Setting Up Dynamic Sitemaps for Composable CMS

Q: How do I validate a dynamic sitemap without triggering a full site rebuild?

Use xmllint for schema validation and curl -I to verify HTTP 200 plus correct Content-Type: application/xml headers at the edge. Run these checks in a pre-deploy CI step against your staging URL.

Q: What is the maximum URL count per sitemap file for optimal crawling?

Limit each file to 50,000 URLs or 50 MB uncompressed. Split larger datasets into indexed sitemaps using a master sitemap-index.xml to preserve crawl efficiency.

Q: How do I handle draft or scheduled content in a composable CMS sitemap?

Filter by status=published and publishDate <= now in your API query. Exclude draft and scheduled records server-side during serialization to prevent premature indexing.

Q: What rollback strategy works best if the dynamic sitemap endpoint fails?

Deploy a CI-generated static sitemap-fallback.xml to the CDN root. Route /sitemap.xml to it via health-check middleware that monitors origin HTTP response codes and activates automatically on 5xx or timeouts.

A dynamic XML sitemap in a composable CMS must do three things simultaneously: reflect the live published state of the content API, stay visible at the edge without hammering the origin, and remain valid XML that Googlebot can parse without error.

When to use this approach

Apply a fully dynamic, API-driven sitemap when:

Content editors publish or unpublish several times a day and a build-time static sitemap would go stale within hours.
Your CMS serves multiple content types (articles, product pages, taxonomy pages) whose URL shapes differ and cannot be safely hardcoded.
You are already using incremental static regeneration and need the sitemap to follow the same revalidation cadence as the pages it references.

Step 1 — Map CMS content types to canonical URLs

Before writing any sitemap code, audit which content types the CMS exposes and what their published URL shapes look like.

# List all published slugs for a Contentful space via the Delivery API
curl -s "https://cdn.contentful.com/spaces/$SPACE_ID/entries?content_type=article&select=fields.slug,sys.updatedAt&limit=1000&fields.publishedAt[lte]=$(date -u +%Y-%m-%dT%H:%M:%SZ)" \
  -H "Authorization: Bearer $CONTENTFUL_DELIVERY_TOKEN" \
  | jq '.items[].fields.slug'

Validation: Compare the count returned by the API to the number of published entries in the CMS dashboard. Any mismatch signals a pagination gap—handle it with cursor-based iteration before you proceed.

○ ○ ○ ○ ○ ○ ○

EXERCISE TASKS>
a. Copy out the passage of the sitemap guide between "A dynamic XML" and "shapes look like.", inclusive.
b. According to the sitemap guide, what is the largest number of URLs a single sitemap file should contain?

Saved data entries:
○ ○ ○ ○ ○ ○ ○

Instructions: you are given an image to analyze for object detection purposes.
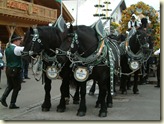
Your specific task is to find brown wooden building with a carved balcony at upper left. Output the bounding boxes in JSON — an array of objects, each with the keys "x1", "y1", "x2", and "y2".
[{"x1": 0, "y1": 0, "x2": 74, "y2": 50}]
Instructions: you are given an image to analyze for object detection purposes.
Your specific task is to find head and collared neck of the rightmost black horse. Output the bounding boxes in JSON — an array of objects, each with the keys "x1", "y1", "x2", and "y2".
[{"x1": 124, "y1": 29, "x2": 152, "y2": 68}]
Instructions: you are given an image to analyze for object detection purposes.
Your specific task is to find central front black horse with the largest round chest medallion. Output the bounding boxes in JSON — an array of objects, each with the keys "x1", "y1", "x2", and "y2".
[{"x1": 56, "y1": 22, "x2": 121, "y2": 117}]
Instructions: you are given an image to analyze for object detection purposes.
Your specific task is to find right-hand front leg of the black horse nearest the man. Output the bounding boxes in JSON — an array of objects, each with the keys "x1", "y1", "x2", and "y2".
[{"x1": 57, "y1": 77, "x2": 69, "y2": 112}]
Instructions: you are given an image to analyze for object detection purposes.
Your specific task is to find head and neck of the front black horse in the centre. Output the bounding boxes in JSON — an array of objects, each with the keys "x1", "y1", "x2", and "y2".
[{"x1": 56, "y1": 25, "x2": 98, "y2": 66}]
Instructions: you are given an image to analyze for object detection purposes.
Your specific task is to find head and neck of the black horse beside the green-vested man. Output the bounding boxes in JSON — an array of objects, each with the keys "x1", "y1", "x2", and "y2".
[{"x1": 23, "y1": 26, "x2": 67, "y2": 56}]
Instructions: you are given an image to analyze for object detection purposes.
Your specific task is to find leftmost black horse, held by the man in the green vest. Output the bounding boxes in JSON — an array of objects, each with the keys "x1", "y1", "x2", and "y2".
[{"x1": 23, "y1": 22, "x2": 76, "y2": 111}]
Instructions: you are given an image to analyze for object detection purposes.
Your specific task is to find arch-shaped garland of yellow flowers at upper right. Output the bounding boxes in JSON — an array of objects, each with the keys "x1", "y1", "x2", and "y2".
[{"x1": 120, "y1": 2, "x2": 160, "y2": 50}]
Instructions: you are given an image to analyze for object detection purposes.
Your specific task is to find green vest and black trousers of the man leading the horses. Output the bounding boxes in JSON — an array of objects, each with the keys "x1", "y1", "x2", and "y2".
[{"x1": 5, "y1": 44, "x2": 22, "y2": 103}]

○ ○ ○ ○ ○ ○ ○

RESPONSE LIST>
a.
A dynamic XML sitemap in a composable CMS must do three things simultaneously: reflect the live published state of the content API, stay visible at the edge without hammering the origin, and remain valid XML that Googlebot can parse without error.

When to use this approach

Apply a fully dynamic, API-driven sitemap when:

Content editors publish or unpublish several times a day and a build-time static sitemap would go stale within hours.
Your CMS serves multiple content types (articles, product pages, taxonomy pages) whose URL shapes differ and cannot be safely hardcoded.
You are already using incremental static regeneration and need the sitemap to follow the same revalidation cadence as the pages it references.

Step 1 — Map CMS content types to canonical URLs

Before writing any sitemap code, audit which content types the CMS exposes and what their published URL shapes look like.

b. 50,000 URLs.